INSTRUCTION: Gather every line of the records below that contains the string "window", copying each one in full. Matching is case-sensitive.

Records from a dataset

"""

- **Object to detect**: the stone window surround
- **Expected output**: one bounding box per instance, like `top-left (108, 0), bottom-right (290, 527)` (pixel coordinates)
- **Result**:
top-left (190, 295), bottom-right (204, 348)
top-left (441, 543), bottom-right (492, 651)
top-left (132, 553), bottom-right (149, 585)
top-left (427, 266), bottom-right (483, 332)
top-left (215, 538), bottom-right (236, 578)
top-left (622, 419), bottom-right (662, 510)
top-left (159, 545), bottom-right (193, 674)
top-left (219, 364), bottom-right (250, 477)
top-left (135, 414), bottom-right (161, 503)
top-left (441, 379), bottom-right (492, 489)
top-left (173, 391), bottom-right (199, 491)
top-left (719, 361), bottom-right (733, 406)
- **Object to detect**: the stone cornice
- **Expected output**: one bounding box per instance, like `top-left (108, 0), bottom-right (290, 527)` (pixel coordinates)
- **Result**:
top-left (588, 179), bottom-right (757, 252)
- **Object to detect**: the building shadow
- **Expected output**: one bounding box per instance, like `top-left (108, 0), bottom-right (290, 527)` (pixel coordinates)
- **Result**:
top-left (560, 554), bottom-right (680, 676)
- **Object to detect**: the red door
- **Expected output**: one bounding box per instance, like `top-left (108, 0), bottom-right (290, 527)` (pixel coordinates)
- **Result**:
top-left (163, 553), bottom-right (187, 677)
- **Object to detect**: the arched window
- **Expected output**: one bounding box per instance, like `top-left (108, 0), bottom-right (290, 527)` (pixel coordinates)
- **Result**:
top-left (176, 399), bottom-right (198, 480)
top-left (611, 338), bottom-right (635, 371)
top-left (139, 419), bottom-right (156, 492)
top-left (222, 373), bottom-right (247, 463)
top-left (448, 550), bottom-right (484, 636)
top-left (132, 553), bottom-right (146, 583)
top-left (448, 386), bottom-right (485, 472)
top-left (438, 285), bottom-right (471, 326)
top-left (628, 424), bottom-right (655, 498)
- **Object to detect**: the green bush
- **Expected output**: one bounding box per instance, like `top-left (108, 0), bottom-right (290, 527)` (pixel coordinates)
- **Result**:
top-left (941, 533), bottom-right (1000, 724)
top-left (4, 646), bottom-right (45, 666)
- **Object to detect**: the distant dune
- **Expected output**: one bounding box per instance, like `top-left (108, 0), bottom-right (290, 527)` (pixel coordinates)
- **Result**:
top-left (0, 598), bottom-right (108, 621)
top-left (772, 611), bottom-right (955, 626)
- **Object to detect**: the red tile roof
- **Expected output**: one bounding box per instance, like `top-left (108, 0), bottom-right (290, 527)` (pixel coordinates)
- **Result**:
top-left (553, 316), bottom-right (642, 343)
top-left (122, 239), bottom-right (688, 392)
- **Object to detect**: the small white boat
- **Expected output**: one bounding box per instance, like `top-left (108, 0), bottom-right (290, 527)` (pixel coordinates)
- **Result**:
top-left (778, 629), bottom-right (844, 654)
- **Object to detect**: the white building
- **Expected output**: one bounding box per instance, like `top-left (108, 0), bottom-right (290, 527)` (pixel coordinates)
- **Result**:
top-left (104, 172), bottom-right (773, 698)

"""

THE SOLUTION:
- **Object to detect**: the stone window surround
- **Object to detect**: the arched window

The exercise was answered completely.